## [Exercise]
Count the lines in the data below that contain the string "backpack", treating uppercase and lowercase as different. Reply with the number alone.

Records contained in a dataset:
════════

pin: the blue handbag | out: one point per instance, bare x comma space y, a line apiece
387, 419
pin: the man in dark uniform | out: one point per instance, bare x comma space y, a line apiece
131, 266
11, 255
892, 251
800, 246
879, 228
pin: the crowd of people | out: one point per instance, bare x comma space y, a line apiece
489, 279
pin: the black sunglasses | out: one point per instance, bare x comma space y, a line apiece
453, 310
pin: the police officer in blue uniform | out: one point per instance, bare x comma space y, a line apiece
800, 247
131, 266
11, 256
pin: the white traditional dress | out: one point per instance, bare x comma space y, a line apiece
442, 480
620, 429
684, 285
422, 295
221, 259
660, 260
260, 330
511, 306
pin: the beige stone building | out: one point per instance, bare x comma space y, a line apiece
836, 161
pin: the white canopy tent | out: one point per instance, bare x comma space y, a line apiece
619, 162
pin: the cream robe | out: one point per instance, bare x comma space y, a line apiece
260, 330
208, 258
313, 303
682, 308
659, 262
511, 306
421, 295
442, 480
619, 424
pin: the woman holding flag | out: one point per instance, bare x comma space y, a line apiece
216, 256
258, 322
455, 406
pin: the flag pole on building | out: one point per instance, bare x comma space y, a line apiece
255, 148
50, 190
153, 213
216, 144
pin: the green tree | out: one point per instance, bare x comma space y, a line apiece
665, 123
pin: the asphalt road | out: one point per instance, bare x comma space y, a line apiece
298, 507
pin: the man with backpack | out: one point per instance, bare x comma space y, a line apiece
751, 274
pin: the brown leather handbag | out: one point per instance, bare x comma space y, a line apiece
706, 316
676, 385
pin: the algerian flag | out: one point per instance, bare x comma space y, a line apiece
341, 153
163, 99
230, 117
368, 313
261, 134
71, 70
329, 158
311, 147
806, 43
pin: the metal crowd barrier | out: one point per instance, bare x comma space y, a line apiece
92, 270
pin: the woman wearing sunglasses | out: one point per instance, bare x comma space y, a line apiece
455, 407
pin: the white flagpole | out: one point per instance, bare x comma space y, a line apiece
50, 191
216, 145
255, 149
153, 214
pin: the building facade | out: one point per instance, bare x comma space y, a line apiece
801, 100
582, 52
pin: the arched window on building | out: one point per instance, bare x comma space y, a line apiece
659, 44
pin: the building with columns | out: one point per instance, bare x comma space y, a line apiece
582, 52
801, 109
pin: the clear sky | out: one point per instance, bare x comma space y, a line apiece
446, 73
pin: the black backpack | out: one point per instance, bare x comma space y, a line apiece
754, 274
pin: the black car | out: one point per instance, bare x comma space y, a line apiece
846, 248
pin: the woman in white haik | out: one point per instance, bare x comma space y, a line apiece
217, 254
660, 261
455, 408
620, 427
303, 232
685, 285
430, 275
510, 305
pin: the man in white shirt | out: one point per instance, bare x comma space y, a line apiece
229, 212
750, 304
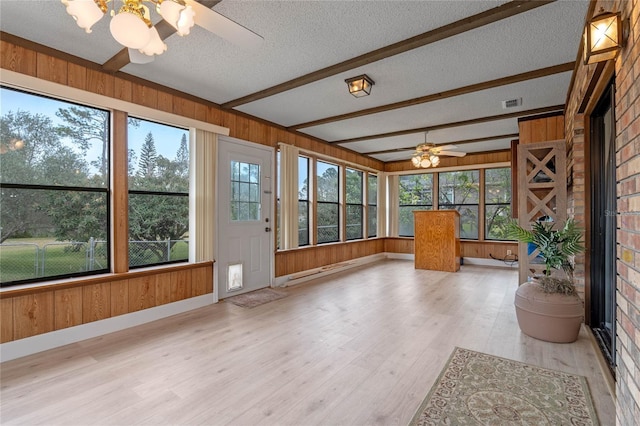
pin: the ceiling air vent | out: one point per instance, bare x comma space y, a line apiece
511, 103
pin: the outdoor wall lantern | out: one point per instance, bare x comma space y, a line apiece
603, 37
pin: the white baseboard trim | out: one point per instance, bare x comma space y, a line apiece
401, 256
54, 339
312, 274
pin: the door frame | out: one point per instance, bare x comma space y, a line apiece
594, 304
220, 205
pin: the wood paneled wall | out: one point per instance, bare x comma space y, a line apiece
305, 258
26, 312
468, 248
541, 128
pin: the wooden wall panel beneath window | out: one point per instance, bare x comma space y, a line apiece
306, 258
479, 249
6, 320
31, 311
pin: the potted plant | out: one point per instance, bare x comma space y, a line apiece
548, 307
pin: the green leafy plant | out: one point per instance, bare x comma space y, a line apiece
556, 245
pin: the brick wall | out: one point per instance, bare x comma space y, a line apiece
627, 113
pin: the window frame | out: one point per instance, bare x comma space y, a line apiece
355, 205
458, 206
102, 190
415, 206
180, 194
372, 206
488, 204
319, 203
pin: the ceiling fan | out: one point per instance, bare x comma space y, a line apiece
131, 25
428, 154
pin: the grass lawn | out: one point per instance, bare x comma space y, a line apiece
44, 257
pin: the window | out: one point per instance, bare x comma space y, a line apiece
354, 204
159, 193
372, 205
497, 199
328, 202
415, 192
460, 191
54, 188
303, 201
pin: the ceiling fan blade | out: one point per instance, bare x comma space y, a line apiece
445, 147
453, 153
225, 27
139, 58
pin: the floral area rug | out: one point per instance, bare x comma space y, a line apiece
256, 298
480, 389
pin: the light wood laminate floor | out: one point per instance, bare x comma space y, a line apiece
360, 347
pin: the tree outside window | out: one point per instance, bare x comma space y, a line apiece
158, 193
372, 205
54, 187
497, 198
303, 201
354, 204
460, 191
415, 192
328, 202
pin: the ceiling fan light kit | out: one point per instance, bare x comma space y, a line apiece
428, 155
132, 26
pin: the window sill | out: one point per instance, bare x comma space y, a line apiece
61, 284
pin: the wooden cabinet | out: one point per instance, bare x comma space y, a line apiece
437, 240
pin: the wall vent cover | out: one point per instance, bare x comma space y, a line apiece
511, 103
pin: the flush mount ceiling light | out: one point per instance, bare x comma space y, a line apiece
360, 86
131, 26
603, 37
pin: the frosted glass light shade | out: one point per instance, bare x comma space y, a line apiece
180, 17
425, 162
129, 30
155, 46
85, 12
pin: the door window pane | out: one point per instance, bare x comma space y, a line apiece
245, 192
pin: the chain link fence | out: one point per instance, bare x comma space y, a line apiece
24, 261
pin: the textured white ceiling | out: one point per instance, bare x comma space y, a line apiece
304, 36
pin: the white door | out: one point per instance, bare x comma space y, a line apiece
244, 217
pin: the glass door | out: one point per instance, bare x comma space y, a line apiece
603, 225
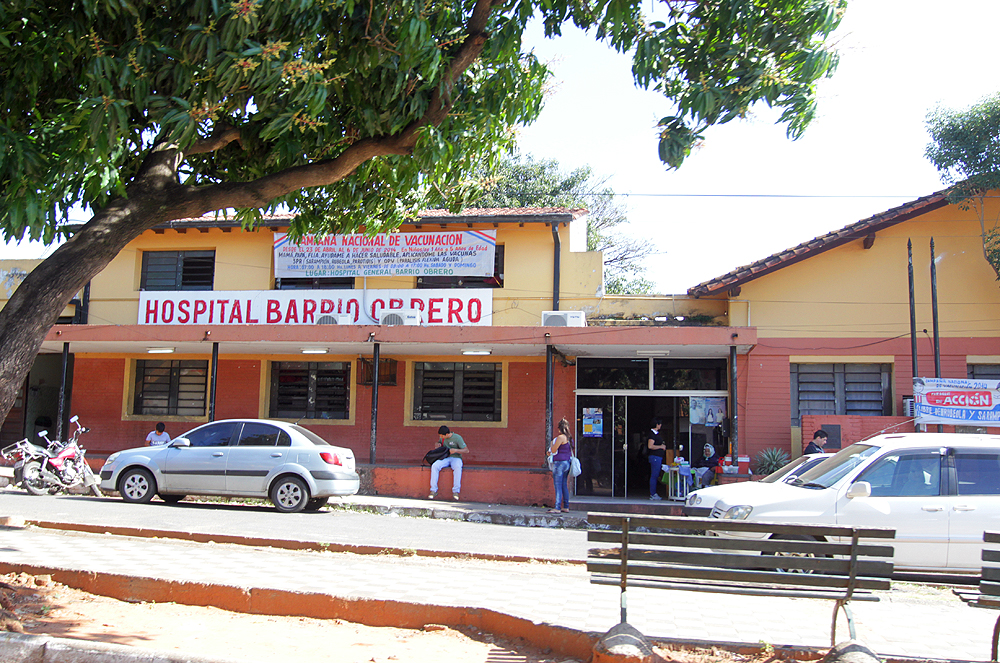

════════

## [Worked answer]
2